• _AIM_:
List every line in the material below that contains the string "background".

• _DATA LINES_:
———

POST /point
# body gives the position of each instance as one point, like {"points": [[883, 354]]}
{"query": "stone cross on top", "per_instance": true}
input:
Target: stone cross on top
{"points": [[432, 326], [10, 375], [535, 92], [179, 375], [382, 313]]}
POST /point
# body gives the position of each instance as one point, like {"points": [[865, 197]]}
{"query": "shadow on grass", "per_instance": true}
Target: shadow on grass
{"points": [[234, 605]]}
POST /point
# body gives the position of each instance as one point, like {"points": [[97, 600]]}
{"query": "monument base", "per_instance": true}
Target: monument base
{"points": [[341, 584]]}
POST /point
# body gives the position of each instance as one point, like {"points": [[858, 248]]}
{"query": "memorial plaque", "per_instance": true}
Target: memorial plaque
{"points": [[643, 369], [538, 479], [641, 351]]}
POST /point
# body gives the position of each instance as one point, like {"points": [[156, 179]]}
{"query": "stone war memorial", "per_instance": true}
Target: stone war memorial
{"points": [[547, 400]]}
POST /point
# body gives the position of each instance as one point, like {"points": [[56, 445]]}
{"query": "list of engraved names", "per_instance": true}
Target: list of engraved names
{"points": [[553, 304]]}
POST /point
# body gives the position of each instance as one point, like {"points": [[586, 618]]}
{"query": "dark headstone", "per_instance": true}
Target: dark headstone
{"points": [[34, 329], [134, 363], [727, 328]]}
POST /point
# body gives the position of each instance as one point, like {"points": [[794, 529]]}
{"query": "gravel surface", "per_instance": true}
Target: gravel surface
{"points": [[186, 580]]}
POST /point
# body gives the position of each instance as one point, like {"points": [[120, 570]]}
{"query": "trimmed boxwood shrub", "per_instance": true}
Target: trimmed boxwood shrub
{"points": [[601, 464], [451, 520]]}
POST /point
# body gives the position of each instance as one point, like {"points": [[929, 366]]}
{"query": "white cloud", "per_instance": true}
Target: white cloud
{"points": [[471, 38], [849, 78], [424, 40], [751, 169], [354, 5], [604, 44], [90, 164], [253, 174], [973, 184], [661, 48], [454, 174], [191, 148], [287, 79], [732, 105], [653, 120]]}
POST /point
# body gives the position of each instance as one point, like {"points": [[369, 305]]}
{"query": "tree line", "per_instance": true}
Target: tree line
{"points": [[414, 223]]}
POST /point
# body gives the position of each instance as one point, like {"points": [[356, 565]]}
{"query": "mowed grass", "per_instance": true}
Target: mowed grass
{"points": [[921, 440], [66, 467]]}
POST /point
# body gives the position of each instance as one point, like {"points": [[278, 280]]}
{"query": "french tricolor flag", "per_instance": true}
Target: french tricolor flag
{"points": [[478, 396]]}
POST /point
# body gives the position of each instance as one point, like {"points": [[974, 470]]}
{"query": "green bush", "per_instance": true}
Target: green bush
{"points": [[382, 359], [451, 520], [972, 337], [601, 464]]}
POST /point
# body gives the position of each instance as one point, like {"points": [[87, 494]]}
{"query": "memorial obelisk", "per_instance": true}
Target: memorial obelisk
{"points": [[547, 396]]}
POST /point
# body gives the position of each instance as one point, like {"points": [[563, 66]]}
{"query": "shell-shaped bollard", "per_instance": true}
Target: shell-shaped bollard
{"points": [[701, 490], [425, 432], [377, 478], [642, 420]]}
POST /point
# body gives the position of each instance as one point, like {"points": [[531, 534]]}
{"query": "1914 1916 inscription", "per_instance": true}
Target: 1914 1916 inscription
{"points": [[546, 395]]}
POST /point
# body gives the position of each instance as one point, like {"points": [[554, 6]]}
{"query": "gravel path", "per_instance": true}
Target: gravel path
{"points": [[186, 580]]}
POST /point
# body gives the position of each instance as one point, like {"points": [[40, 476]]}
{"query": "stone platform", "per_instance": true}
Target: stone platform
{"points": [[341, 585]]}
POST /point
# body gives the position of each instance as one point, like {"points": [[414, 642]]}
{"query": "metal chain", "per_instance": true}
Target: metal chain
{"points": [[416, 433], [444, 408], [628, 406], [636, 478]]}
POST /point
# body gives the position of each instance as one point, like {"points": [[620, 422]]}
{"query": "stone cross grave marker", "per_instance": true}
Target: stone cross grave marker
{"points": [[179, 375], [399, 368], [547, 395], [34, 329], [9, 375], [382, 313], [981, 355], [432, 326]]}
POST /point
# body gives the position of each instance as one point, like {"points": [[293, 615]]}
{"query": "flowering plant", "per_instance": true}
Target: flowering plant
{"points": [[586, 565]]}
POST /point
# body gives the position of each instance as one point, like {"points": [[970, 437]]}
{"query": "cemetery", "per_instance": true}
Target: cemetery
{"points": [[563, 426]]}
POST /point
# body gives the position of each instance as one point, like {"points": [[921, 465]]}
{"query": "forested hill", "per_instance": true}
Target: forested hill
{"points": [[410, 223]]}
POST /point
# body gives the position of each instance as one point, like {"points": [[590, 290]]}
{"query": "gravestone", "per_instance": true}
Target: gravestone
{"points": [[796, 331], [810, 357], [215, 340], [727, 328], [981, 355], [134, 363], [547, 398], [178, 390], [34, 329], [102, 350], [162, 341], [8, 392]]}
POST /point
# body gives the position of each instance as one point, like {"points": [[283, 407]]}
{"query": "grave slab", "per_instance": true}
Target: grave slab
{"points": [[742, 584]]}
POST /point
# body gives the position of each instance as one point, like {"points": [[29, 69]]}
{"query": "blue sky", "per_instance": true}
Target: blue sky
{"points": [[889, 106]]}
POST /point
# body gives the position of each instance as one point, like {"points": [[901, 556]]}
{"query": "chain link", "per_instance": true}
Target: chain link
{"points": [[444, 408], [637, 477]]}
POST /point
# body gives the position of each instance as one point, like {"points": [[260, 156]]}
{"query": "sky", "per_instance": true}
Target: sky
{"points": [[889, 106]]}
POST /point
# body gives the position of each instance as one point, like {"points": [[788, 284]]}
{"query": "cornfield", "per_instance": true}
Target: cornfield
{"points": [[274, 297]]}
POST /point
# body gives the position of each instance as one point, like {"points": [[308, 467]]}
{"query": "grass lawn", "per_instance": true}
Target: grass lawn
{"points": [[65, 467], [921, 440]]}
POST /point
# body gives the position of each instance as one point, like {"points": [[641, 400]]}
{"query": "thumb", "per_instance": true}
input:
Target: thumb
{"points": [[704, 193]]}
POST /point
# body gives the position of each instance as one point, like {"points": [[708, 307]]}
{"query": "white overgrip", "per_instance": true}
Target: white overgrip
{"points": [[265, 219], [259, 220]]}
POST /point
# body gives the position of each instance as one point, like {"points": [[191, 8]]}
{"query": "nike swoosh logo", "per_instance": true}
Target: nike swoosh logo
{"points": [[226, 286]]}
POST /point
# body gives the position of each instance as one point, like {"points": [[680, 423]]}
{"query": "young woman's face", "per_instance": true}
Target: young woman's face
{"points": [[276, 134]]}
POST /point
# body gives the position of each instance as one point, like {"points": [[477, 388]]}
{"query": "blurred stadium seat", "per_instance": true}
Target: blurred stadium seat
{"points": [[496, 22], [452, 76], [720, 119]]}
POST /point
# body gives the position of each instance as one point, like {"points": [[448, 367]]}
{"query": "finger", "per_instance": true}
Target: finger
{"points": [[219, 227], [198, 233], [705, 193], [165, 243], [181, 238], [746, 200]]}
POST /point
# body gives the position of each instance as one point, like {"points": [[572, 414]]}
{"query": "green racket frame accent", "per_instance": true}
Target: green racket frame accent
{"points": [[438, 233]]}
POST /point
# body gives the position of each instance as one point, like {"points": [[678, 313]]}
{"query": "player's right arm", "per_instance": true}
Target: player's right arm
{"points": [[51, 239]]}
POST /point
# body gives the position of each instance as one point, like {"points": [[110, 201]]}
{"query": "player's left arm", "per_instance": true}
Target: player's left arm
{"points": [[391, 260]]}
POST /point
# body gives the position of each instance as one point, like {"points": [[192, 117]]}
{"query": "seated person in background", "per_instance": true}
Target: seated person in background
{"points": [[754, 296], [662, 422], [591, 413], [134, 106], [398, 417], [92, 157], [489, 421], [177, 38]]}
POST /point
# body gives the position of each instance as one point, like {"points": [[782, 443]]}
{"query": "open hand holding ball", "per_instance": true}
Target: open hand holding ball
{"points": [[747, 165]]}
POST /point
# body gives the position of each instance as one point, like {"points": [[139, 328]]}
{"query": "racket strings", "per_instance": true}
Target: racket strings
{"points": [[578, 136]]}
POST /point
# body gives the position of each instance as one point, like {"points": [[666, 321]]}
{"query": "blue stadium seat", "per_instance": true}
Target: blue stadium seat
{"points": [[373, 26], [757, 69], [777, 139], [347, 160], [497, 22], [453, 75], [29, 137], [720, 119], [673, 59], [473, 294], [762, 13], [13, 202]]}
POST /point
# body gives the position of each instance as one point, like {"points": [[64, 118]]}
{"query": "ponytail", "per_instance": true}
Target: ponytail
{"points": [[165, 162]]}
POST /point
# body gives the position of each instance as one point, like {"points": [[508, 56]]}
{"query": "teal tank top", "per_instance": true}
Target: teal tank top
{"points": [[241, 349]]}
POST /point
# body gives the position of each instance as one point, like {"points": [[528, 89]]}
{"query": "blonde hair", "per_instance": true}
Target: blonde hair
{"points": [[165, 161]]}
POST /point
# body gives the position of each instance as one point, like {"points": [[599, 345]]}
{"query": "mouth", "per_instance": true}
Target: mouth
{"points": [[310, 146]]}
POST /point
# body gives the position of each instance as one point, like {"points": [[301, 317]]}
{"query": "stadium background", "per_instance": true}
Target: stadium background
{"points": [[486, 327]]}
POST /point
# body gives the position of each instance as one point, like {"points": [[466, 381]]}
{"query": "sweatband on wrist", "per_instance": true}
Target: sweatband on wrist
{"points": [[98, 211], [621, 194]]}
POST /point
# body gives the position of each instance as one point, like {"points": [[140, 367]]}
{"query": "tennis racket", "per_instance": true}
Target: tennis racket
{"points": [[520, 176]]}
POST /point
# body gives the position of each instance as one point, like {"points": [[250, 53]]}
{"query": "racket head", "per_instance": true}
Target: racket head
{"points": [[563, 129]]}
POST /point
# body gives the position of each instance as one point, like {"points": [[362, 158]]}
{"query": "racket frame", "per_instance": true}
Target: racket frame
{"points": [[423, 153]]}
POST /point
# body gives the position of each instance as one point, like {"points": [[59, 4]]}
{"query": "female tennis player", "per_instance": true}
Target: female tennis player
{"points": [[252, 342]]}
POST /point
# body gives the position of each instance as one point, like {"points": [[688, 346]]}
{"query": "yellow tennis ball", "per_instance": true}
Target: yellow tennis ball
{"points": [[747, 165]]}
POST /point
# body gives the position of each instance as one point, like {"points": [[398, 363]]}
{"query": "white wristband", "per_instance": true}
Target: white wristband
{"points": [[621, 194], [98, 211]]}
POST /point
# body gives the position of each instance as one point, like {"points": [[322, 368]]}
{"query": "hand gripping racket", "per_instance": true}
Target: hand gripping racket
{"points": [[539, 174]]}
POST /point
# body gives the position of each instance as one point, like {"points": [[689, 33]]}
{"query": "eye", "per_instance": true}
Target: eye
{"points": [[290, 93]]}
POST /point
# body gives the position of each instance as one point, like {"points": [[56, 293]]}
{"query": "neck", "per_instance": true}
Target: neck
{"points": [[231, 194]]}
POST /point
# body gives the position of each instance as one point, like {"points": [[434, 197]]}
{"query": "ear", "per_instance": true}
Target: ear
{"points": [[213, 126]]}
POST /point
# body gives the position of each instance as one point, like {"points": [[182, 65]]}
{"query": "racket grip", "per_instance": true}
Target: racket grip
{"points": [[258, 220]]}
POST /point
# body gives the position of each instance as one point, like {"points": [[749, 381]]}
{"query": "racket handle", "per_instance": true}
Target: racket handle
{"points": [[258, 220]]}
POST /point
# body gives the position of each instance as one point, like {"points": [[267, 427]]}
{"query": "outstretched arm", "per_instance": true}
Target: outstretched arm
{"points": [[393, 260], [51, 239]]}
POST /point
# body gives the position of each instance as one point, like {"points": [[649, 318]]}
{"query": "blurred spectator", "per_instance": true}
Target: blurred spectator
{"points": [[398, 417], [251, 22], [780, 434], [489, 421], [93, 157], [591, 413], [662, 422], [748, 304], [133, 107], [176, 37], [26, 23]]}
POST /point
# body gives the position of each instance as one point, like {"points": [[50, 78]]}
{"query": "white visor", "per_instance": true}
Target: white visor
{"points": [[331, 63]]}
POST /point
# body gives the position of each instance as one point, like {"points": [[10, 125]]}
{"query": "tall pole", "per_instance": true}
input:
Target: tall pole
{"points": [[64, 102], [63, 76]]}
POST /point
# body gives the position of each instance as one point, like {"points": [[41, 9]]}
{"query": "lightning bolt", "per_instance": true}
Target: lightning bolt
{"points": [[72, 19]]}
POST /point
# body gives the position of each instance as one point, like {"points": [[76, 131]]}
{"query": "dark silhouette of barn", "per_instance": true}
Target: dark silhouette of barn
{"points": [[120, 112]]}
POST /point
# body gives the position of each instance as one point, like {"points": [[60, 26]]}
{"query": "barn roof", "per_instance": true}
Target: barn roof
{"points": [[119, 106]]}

———

• _OUTPUT BELOW_:
{"query": "seated person in background", "per_instance": true}
Target: seated person in background
{"query": "stadium background", "per_instance": true}
Target: stadium background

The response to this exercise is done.